Data listing:
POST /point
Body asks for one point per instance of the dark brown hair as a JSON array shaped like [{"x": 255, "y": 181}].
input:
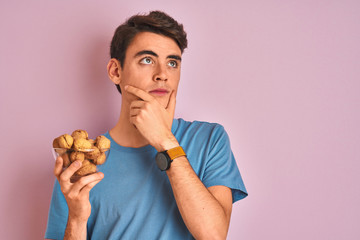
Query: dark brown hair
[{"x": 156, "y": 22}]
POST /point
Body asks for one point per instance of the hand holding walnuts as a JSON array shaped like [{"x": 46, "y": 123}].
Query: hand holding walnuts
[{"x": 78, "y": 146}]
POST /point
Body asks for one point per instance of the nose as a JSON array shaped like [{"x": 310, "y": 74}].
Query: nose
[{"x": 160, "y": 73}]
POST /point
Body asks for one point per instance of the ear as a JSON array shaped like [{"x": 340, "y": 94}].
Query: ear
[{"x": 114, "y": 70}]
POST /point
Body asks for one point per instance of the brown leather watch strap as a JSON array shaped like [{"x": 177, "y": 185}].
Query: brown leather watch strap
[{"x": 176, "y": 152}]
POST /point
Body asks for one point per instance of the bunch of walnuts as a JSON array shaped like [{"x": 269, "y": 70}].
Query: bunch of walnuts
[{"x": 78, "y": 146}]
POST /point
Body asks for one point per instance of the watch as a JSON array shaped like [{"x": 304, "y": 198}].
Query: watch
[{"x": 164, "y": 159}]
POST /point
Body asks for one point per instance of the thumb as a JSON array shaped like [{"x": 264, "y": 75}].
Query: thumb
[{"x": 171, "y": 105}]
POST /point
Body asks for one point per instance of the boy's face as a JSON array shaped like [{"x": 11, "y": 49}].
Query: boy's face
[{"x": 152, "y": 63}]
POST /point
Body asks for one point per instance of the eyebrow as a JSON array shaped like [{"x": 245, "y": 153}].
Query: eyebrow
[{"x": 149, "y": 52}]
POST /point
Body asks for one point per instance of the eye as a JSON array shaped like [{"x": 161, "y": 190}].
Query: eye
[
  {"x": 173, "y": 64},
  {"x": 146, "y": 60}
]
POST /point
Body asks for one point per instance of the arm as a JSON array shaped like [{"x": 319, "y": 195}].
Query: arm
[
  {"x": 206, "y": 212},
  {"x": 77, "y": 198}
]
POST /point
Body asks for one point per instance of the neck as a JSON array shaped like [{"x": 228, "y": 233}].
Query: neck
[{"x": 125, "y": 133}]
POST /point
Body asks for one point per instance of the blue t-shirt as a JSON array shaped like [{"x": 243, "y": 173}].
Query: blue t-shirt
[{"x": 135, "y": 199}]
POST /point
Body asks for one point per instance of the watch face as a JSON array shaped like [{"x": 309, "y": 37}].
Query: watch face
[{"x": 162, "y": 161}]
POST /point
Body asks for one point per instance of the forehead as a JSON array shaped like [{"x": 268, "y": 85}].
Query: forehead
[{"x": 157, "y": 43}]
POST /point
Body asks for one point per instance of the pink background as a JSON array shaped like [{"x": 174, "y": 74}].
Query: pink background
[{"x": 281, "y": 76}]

--

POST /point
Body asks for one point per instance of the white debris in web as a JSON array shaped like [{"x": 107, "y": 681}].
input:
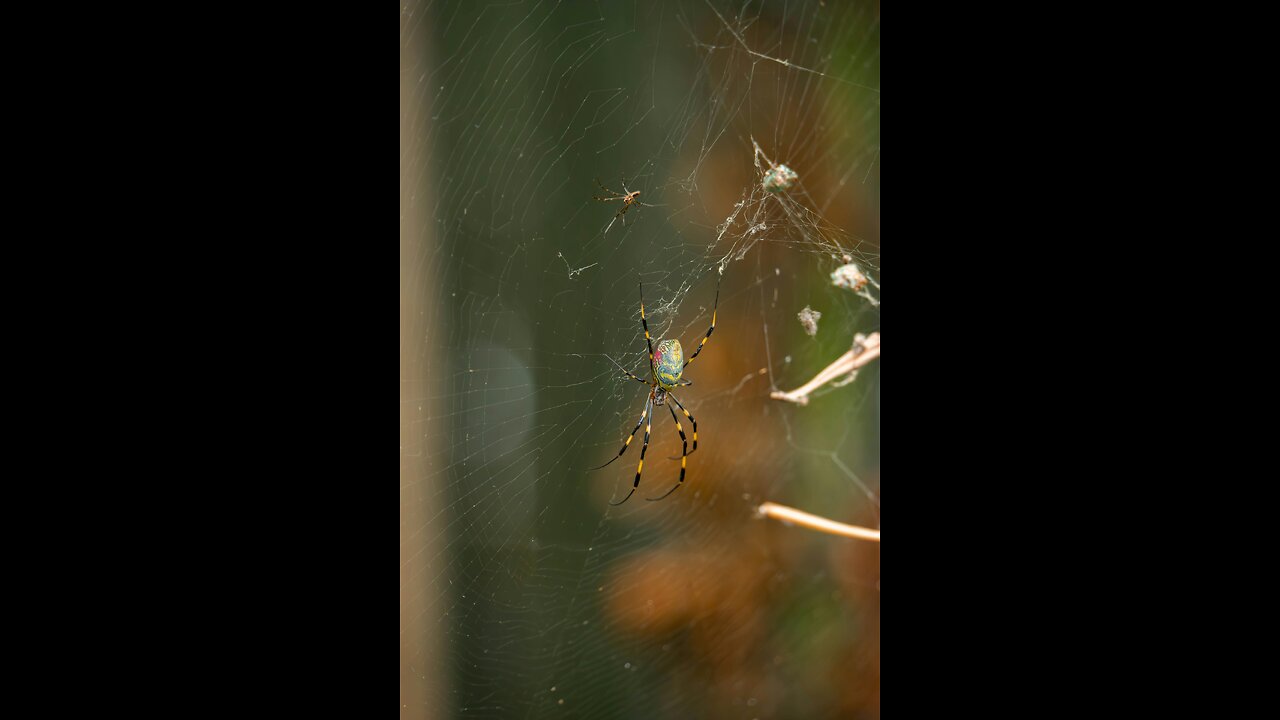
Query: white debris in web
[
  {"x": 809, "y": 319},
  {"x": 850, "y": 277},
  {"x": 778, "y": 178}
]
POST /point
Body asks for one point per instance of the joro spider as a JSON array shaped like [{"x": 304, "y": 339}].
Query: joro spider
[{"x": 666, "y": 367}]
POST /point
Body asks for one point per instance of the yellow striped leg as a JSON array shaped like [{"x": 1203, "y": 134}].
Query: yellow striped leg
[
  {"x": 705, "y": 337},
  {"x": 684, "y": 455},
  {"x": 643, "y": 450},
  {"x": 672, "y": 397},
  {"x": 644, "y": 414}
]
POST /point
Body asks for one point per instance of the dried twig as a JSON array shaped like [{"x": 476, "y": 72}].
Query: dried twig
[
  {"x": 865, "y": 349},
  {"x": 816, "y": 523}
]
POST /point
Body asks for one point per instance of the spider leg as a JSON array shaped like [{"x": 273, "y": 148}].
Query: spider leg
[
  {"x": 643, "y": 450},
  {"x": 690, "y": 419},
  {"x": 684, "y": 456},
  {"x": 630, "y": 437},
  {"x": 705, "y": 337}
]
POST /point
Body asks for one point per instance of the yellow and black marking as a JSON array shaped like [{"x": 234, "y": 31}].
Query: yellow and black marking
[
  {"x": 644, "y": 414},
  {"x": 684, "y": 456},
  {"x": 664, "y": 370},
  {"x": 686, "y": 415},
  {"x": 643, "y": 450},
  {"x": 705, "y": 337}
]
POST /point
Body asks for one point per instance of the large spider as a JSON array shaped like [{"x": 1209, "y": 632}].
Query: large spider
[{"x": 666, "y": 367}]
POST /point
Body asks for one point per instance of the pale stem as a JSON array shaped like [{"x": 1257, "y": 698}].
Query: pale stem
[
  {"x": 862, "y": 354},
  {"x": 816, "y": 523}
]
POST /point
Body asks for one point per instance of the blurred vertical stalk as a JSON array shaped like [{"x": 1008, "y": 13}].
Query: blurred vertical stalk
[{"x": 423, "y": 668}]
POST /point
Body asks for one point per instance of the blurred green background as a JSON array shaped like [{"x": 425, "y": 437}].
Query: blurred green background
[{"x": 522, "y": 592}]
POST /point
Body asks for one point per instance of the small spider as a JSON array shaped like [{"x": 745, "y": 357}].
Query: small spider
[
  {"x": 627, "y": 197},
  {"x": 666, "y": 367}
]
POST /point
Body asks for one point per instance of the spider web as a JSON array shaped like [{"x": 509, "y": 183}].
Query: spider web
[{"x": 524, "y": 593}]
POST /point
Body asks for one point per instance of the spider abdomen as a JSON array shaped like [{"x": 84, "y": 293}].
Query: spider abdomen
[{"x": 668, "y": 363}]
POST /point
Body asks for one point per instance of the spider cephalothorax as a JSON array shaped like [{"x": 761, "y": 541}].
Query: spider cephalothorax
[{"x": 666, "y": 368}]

* * *

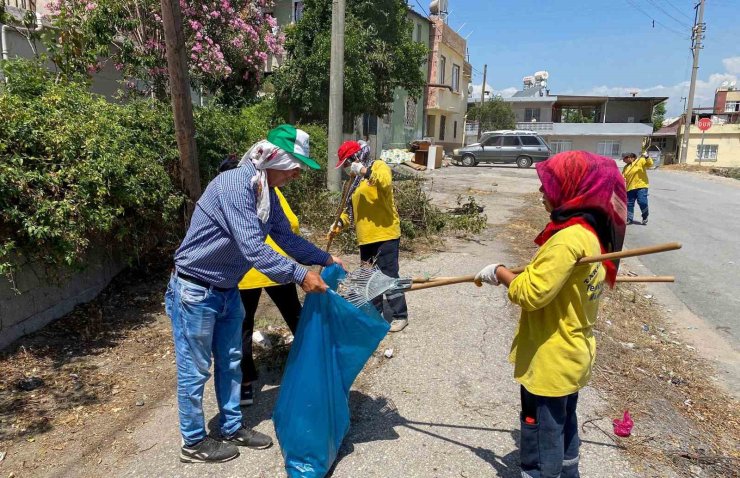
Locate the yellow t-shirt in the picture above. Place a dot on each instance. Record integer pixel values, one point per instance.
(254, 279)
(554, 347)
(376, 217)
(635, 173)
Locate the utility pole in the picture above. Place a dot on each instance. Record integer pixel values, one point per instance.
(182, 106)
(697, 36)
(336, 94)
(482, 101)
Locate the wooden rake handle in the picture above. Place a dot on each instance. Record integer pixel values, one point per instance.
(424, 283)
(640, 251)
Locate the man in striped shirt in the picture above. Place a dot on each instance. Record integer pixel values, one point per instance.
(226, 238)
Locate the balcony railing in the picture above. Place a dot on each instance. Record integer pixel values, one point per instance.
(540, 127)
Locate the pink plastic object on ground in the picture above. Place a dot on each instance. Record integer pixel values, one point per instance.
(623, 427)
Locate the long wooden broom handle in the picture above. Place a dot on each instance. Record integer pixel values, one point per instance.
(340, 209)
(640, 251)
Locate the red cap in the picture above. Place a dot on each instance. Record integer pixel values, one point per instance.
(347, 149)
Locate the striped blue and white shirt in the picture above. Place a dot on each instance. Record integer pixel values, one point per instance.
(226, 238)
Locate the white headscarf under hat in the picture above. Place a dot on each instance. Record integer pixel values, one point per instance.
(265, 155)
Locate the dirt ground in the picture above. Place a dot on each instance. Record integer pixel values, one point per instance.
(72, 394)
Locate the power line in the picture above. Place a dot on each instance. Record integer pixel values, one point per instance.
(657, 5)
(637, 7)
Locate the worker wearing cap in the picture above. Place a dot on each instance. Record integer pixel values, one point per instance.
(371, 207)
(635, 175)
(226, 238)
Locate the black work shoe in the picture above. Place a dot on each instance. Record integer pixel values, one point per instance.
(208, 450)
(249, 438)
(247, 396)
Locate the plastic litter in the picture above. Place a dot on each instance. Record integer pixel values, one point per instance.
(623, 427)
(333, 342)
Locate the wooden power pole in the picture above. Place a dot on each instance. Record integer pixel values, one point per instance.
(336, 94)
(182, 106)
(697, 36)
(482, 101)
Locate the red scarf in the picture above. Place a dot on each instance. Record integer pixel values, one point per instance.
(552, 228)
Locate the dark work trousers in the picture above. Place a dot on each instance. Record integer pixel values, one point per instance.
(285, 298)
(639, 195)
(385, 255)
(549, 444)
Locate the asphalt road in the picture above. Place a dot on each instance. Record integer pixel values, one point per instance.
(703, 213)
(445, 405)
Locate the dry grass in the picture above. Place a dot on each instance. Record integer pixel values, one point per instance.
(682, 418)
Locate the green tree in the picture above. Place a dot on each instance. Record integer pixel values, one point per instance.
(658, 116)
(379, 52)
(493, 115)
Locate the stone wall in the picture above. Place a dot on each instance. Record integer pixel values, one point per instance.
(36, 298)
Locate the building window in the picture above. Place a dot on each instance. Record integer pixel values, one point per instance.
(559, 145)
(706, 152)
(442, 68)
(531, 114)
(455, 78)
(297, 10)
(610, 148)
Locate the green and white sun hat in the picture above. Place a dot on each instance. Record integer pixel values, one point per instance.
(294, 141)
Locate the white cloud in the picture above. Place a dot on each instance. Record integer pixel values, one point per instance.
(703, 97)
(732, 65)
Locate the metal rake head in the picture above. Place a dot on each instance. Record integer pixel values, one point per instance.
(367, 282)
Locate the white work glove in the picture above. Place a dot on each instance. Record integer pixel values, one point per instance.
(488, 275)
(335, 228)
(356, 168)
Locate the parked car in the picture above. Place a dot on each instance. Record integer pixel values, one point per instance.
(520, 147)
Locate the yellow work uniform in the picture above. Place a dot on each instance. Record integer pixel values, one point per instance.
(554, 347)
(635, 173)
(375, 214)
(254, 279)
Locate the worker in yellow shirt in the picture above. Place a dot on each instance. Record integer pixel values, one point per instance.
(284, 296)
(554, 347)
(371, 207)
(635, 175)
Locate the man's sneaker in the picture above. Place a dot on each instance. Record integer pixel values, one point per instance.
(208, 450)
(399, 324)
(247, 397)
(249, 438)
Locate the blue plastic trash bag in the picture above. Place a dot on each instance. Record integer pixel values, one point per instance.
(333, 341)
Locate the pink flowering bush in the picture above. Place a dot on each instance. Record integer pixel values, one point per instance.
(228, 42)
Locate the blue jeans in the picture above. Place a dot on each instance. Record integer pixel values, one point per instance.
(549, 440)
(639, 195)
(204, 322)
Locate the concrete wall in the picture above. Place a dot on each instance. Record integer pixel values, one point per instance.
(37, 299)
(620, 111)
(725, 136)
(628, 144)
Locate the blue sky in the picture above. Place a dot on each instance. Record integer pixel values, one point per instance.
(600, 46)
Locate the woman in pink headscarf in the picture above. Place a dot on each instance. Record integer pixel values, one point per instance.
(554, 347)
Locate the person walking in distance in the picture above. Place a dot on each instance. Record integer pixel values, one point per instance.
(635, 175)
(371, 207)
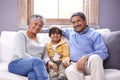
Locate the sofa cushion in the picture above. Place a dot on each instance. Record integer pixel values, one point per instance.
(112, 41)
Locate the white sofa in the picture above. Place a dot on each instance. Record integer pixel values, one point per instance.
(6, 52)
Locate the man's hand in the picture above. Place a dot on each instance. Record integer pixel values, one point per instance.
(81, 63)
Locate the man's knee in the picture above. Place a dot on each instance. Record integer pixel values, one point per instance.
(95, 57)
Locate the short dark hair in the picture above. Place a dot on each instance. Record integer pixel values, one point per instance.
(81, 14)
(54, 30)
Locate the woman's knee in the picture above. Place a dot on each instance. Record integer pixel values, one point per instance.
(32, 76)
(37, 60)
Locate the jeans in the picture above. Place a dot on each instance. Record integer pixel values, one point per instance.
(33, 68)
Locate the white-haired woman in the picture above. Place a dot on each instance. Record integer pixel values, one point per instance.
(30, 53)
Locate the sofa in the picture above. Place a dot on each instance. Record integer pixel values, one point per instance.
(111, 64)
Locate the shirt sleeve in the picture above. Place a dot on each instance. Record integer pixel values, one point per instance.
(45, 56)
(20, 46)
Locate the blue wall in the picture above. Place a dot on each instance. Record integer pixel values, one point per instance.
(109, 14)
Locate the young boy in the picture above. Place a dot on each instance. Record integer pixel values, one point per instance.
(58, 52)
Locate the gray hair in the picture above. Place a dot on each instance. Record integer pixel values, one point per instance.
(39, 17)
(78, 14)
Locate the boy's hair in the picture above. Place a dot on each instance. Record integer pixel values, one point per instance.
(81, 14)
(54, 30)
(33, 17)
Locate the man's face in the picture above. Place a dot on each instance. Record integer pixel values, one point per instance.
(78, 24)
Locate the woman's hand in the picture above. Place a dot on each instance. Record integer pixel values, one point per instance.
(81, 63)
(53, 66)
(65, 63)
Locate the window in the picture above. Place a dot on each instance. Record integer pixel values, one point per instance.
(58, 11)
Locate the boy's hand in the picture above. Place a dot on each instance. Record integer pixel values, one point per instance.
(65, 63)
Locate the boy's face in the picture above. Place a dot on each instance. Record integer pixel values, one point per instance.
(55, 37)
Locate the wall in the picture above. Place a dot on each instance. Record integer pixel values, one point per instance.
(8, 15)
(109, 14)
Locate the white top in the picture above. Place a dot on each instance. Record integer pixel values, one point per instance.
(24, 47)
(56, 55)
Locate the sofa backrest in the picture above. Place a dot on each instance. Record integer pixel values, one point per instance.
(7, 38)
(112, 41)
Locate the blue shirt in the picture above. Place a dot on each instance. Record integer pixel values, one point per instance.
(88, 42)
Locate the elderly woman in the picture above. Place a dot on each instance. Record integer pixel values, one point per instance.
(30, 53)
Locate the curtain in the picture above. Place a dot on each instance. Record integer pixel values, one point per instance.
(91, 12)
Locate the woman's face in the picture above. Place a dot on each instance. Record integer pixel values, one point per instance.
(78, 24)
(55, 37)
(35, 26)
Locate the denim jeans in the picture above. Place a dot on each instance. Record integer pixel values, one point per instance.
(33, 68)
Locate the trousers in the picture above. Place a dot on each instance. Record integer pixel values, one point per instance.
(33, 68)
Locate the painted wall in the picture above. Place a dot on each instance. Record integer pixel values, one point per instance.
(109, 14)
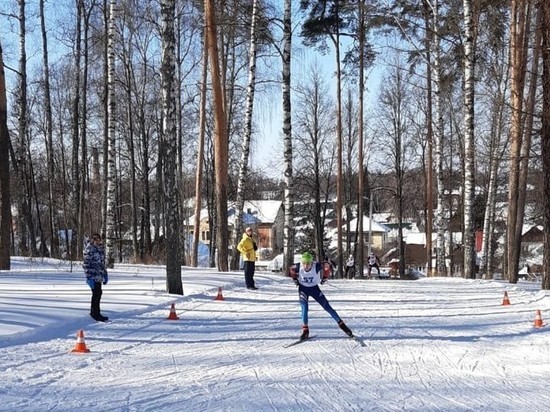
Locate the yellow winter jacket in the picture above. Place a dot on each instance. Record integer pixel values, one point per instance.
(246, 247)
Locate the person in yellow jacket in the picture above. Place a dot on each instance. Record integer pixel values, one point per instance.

Stated goal:
Find every line in the entries above that contains the string "trousers", matching case exactly, and copy each of those lines.

Answer to the task:
Locate the dark work trousers in the picture above. Place a dot on each instance. Record integer pixel values, one point per instance.
Locate the trousers in the picture above. Place a dot on each instance. Record integer pixel values, one point per instance.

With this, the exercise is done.